EXERCISE DIRECTIONS: Below are the records. Restate word for word every line from the one that contains "Expected behaviour: for each instance of the sand" through the final line, both included.

(Object point labels)
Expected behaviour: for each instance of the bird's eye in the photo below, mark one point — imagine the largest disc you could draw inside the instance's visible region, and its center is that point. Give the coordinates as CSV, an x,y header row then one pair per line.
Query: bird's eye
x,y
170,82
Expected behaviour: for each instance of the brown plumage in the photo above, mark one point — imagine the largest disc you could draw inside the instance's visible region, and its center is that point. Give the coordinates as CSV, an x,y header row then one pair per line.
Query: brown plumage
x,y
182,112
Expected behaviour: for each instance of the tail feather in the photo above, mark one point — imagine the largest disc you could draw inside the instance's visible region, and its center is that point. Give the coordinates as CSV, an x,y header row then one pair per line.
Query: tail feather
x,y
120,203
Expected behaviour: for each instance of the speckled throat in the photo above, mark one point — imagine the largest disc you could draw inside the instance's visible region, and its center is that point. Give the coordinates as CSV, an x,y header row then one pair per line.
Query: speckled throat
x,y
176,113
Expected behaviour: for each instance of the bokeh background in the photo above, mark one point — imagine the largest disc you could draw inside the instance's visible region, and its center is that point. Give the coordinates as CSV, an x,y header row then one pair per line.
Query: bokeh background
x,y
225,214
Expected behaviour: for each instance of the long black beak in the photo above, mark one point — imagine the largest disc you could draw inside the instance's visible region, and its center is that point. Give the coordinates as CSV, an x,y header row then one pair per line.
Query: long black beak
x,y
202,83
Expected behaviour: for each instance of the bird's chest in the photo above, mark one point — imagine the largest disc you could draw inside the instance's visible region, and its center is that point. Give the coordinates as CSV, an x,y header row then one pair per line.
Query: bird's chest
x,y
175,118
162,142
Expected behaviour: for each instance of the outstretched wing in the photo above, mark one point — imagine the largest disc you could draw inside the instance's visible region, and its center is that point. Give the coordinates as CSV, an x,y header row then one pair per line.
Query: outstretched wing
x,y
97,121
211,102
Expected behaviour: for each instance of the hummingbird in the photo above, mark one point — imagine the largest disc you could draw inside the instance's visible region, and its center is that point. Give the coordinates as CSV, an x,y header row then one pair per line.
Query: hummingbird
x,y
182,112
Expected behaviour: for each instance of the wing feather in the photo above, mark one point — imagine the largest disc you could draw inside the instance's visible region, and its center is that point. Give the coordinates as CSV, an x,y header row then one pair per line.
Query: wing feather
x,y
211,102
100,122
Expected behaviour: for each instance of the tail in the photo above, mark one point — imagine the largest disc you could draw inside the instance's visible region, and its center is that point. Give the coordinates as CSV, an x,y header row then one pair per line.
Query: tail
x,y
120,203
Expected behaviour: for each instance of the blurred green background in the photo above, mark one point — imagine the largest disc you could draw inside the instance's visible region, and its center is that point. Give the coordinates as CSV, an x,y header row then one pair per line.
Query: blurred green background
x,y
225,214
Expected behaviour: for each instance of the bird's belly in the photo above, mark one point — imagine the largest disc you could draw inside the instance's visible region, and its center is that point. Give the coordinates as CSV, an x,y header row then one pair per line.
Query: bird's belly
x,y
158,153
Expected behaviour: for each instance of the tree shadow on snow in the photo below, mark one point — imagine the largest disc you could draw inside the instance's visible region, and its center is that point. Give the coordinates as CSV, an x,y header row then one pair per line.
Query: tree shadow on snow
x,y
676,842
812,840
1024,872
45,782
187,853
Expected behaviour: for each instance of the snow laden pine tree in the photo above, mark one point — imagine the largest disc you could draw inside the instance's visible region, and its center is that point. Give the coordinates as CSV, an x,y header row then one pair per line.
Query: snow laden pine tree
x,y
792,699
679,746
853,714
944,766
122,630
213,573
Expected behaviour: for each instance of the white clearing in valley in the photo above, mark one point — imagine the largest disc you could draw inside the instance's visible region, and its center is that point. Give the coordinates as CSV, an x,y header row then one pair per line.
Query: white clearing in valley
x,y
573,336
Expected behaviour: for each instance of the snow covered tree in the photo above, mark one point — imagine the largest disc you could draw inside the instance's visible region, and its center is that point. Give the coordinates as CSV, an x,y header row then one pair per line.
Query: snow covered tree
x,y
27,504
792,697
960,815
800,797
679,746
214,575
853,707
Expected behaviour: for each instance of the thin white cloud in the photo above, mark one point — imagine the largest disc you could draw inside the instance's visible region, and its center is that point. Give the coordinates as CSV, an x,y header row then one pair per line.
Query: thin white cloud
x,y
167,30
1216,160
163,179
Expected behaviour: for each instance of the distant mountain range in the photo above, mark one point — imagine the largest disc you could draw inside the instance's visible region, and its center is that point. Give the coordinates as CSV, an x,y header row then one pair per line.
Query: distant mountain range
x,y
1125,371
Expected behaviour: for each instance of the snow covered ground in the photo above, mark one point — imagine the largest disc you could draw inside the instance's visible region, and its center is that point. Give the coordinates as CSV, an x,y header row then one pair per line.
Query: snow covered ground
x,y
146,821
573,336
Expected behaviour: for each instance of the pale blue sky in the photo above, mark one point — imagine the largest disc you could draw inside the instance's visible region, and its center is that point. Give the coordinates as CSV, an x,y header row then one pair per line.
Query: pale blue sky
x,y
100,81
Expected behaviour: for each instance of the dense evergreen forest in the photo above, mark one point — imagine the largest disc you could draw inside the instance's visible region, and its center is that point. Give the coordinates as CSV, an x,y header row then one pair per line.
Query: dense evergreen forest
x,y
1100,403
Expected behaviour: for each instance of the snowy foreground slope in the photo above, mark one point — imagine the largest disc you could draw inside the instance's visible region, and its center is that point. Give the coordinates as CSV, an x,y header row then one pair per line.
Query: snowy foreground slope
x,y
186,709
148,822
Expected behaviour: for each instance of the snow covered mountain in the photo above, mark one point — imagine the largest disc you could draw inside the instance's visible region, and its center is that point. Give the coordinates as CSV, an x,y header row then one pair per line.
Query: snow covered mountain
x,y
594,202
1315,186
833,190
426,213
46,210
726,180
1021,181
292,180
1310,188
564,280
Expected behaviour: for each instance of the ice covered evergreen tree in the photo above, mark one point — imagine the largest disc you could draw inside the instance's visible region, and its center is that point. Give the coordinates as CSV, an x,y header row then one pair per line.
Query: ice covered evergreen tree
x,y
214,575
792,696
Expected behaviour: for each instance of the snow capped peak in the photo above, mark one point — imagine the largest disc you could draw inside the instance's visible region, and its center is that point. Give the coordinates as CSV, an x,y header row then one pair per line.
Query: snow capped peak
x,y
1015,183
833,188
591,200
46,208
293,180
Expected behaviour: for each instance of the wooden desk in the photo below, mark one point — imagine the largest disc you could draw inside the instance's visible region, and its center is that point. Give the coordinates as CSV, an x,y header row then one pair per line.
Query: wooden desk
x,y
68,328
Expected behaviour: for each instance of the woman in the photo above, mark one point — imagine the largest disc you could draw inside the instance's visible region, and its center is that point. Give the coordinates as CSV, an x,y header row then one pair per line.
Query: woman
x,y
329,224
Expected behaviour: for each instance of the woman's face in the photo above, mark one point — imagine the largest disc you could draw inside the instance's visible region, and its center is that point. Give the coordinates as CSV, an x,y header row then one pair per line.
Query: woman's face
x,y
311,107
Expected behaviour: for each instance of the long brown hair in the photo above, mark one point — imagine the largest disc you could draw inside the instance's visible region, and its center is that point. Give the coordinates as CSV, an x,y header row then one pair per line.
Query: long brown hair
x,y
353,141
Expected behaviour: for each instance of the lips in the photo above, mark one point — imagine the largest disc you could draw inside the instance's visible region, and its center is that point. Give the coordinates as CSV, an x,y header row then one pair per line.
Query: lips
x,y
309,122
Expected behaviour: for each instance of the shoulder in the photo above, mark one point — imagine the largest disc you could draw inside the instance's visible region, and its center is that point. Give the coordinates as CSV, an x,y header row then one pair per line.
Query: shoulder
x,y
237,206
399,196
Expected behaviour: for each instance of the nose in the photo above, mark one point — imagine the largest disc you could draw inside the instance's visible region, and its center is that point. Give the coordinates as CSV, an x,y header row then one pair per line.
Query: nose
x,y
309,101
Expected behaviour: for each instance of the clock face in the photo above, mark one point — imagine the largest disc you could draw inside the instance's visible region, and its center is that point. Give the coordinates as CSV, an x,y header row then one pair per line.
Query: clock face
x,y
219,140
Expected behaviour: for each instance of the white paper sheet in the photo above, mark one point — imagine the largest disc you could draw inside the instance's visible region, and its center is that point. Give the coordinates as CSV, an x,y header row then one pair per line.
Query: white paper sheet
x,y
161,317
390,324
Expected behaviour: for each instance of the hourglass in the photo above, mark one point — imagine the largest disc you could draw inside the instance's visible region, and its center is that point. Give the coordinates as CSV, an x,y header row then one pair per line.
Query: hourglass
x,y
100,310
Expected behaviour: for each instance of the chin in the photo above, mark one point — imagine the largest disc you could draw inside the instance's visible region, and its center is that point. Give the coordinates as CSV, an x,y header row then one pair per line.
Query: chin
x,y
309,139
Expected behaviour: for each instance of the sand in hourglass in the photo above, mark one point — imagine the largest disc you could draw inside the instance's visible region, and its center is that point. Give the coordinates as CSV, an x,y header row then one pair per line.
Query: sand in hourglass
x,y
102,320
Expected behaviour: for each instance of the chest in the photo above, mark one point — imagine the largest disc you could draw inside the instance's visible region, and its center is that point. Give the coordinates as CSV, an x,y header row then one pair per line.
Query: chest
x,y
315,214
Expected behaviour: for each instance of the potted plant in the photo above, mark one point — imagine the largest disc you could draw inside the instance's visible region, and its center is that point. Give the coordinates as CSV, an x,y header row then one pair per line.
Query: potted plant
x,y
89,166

RESPONSE TO THE EXERCISE:
Expected behaviour: for each instance of the sand in hourglass in the photo above, mark one point — imagine the largest disc you could draw inside the instance's visible region, and its center is that point. Give the coordinates as CSV, an x,y header row then one pair per line.
Query: sand in hourglass
x,y
102,320
Expected behaviour: for each instance of the chest in the photo above, mark one point — imagine the largest disc you could draw inside the instance's visible region, and its center is that point. Give the coordinates as CSV, an x,y header row then one pair per line.
Query: chest
x,y
315,214
Expected behaviour: for each instance of the potted plant in the photo above, mark one point — imagine the largest disc you could draw inside the instance's visible region, and its center is that point. Give the coordinates as CSV, an x,y header row then one pair per line.
Query: potted plant
x,y
89,166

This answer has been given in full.